-- SOURCE INFORMATION follows --

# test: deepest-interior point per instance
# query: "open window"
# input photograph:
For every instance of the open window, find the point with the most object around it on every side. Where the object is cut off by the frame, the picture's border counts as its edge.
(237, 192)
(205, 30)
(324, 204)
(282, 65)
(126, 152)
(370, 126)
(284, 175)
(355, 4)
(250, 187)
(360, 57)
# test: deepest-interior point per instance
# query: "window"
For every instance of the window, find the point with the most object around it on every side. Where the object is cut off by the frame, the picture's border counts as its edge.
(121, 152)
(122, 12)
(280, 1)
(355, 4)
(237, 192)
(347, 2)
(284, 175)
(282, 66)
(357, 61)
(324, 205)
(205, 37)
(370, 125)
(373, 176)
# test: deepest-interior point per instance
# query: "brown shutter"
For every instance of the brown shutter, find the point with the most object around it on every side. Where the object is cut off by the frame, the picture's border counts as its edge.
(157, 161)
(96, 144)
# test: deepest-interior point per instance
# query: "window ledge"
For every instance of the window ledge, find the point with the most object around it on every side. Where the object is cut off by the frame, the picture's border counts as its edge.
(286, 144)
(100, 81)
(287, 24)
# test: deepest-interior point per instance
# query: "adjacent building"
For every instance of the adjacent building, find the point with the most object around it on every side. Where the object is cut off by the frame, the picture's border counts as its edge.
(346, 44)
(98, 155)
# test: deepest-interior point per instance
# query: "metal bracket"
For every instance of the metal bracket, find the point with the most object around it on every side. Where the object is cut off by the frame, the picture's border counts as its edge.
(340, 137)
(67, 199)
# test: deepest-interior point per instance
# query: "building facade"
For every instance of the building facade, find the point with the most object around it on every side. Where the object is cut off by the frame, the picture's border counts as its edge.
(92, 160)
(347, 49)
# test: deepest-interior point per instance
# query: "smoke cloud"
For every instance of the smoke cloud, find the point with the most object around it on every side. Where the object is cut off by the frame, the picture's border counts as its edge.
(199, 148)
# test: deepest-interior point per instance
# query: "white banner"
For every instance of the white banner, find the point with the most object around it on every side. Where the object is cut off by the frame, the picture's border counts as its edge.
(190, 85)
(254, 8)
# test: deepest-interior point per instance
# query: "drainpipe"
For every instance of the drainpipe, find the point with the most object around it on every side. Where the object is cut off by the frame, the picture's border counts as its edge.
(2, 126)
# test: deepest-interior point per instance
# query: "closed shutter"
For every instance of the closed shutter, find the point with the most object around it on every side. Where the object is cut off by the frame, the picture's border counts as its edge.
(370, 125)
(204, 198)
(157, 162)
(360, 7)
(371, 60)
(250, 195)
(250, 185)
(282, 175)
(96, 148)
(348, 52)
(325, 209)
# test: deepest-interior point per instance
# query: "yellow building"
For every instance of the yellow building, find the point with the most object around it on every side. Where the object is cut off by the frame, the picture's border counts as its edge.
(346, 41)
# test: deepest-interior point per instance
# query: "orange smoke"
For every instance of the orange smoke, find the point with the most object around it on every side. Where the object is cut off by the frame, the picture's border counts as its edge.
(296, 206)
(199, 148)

-- SOURCE INFORMATION concluded --

EXERCISE AIM:
Go through the records above and copy each one exactly.

OUTPUT OF THE EXERCISE:
# test: deepest-interior point per instance
# query: "open window"
# input photograph:
For every instance of the open window, find the point with the most object around it on every side. Where the object is cut off by the frame, the picture's border counts as its edge.
(237, 192)
(205, 30)
(324, 204)
(282, 65)
(126, 152)
(370, 126)
(284, 175)
(355, 4)
(250, 187)
(360, 57)
# test: deepest-interior point per instance
# query: "window"
For every instance of the window, find the point with the most object around it on every side. Where the object is cut off by the frame, the picture's border counts as its edge.
(121, 152)
(122, 12)
(280, 1)
(355, 4)
(237, 192)
(347, 2)
(284, 175)
(282, 66)
(357, 61)
(324, 205)
(205, 37)
(370, 125)
(373, 176)
# test: deepest-interior point per instance
# query: "brown shutter"
For every instance of the brown shutter, find the point with the most object around it on every side. Where the object is cut off by the frame, the picture's border counts as its edge.
(157, 161)
(96, 144)
# test: deepest-interior point per instance
# query: "window ledge"
For every instance of the window ledge, find the point with the most object around it on every side. Where the object is cut off by the frame, the picture's border counts as its edge.
(286, 144)
(100, 81)
(287, 24)
# test: deepest-interior point per instance
# query: "adjacent building"
For every instance of the adjacent building, find the point with the most object around it on every side. Where the object is cut off by the frame, the picture's border counts as its edge.
(346, 44)
(98, 155)
# test: deepest-interior point per instance
# query: "metal bracket"
For every instance of the metal bracket, find the point with the most object around it on every side. Where the object is cut off by the frame, the picture's border counts as its edge.
(340, 137)
(67, 199)
# test: deepest-interior point per instance
# query: "building facade"
For every instance of the building facade, find the point with the most object around it on every side. Where the object is cut off by the frame, the picture's border counts as its edge.
(92, 160)
(347, 49)
# test: deepest-interior point per instance
# query: "smoke cloud"
For every instance of the smoke cloud, find the point with the most object around it on every side. Where the object is cut off by the frame, the picture's border counts as its edge.
(199, 148)
# test: deepest-interior point per instance
# query: "white banner"
For every instance of the white banner, find the point with the most object around it on every side. Where the object is cut off by the frame, the picture's border counts as its edge.
(190, 85)
(254, 8)
# test: deepest-interior point per instance
# query: "drainpipe"
For every instance of the drainpipe, find the point with the most object around it on every side. Where the object is cut off by the frame, the picture's border counts as its edge.
(2, 126)
# test: deepest-interior point per instance
# query: "closed shutter"
For every instance of the closed shutter, find the point with the most object around it on every side. Where the object is cut off by the frame, the picture's border counts as its edge.
(370, 125)
(204, 198)
(157, 162)
(360, 7)
(371, 60)
(250, 195)
(250, 185)
(282, 175)
(96, 148)
(348, 52)
(325, 209)
# test: deepest-interior point per instance
# query: "yellow building"
For every instance of the yellow building, find the point with the most object around it on every side. Where the object is cut off by the frame, the picture's border counts as its edge.
(346, 41)
# test: deepest-interior point per instance
# query: "orange smoke"
For every instance of the orange smoke, find the point with the most object around it on every side. Where the object is cut off by the frame, the picture's border counts as its edge.
(296, 206)
(199, 148)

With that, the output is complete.